Text provided -
+---+

24th June 2007
Last week I wrote about the Level of Industry Negotiations, which took place in Berlin from September 1945 until the end of March 1946, as described in the book 'Berlin Reparations Assignment', written by two members of the US delegation, B U Ratchford and Wm D Ross.
Sir Alec Cairncross was the economic adviser to the British delegation. He later became a distinguished economist, economic historian and Chancellor of Glasgow University. His book 'The Price of War' published in 1986, is a history of the negotiations from the British perspective. A second book 'A Country to Play With' published a year later in 1987, is a more personal account of his own role.
Cairncross's description of the absurd nature of the negotiations, and how the agreement was discarded almost as soon as it was reached, is very similar to that of Ratchford and Ross. On being asked to take on the job, he says: "It seemed to me as plain as a pikestaff after a three week's visit to Germany in July 1945 that any sensible man, asked what industrial plant was surplus to the requirements of a peaceful Germany was bound to give the short answer: 'None'."
He describes his frustration as his expert economic advice was discarded by the political negotiators, and the agreement finally reached, on Steel production levels in particular, ignored all his carefully gathered statistical evidence. On the plan as a whole he comes to the conclusion: "that the Plan itself was utterly unrealistic seems obvious enough in retrospect." The finally agreed levels of industry were "neither consistent nor coherent.... They were the outcome of a bargaining process in which each decision was unrelated to the others and the resulting jumble could not be assumed to make any sense whatever. Nobody could say what the German standard of living would work out at, or whether Germany would achieve a level of exports sufficient to pay for the imports required at that level, or how many Germans would be unemployed. There was no real agreement even on the size of the German population. There was open disagreement whether reparations could be taken from the so-called peaceful industries. And, of course, no one knew how much industrial capacity remained in Germany, least of all in the Soviet zone."

+---+

(Records from a data source)
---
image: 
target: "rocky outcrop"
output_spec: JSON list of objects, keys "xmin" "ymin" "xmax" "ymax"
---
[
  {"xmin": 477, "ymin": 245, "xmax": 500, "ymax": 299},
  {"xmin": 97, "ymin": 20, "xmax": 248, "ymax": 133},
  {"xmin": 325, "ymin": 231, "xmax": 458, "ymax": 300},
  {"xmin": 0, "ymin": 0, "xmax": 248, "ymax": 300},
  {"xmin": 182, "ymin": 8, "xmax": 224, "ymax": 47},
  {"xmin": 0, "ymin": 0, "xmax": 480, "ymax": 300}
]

+---+

Tasks to perform -
1. According to the passage on the Berlin reparations negotiations, in what year was Cairncross's book 'A Country to Play With' published?
2. List every book title mentioned in the passage on the Berlin reparations negotiations.
3. Pick up the passage on the Berlin reparations negotiations after its final sentence and carry it forward.

Answers -
1. 1987

2. 'Berlin Reparations Assignment', 'The Price of War', 'A Country to Play With'

3.
As with Berlin Reparations Assignment, the author's personal comments are as, if not more, interesting, than the account of the negotiations. Here are some examples :
It seems remarkable that, despite spending 5 months in Berlin, Cairncross met hardly any Germans: "Contact with the Germans was limited ... We knew very little of what was going on inside the minds of the Germans we passed in the street."
For the British and Allied delegations, life was a round of endless parties and opulent living in the officers' mess where: "As soon as you came into the sitting room, a German Jeeves shimmered in to offer alcoholic nectar and when you returned from the intake of calories in the adjoining dining room he shimmered back again with coffee and brandy. The food was abundant and prepared by a first class chef."
One reason for going was not to see Germany after the war, but because he wanted to meet the Russians at first hand: "People did not talk at that time about an iron curtain. But they were conscious of the segregated world in which the Russians lived and of the clash that had begun to be felt between that world and ours ... Russian propaganda in the summer of 1945 had taken a stridently anti-British note while in Britain there was general mistrust of Russia."
"[The British] had found to their consternation, and to the amusement of the Germans, that the balance of power in Europe had been only too successfully overthrown; it promised to be as difficult to make peace with their Russian allies as to defeat their German enemies ... To make a slum of Germany, moreover, would be to make her an easy prey to communism and turn the scale against democracy throughout the whole of Western Europe. This would have been the last word in folly: to have cast Germany with open eyes to a totalitarian regime in reparation for a war fought to overthrow another form of totalitarianism."
But despite this Cold War view of the Soviet Union and many other unfavourable comments on the Russians in the books, Cairncross speaks of being on good terms with his opposite numbers in the delegation and how, when he left Berlin shortly before the end of the negotiations: "The Russian team gave me a party when I left Berlin and loaded me with presents of vodka and caviare."
On the contentious issue of whether the Allied negotiators were influenced by commercial considerations; a desire to hold back the recovery of German industry after the war, to make it easier for companies in their own countries to compete in international markets; Cairncross states clearly in 'The Price of War' that: "There is no evidence that commercial considerations exercised a decisive influence on British reparations policy in 1945." The overriding factor for the British was a desire to do all they could to prevent future military aggression by Germany.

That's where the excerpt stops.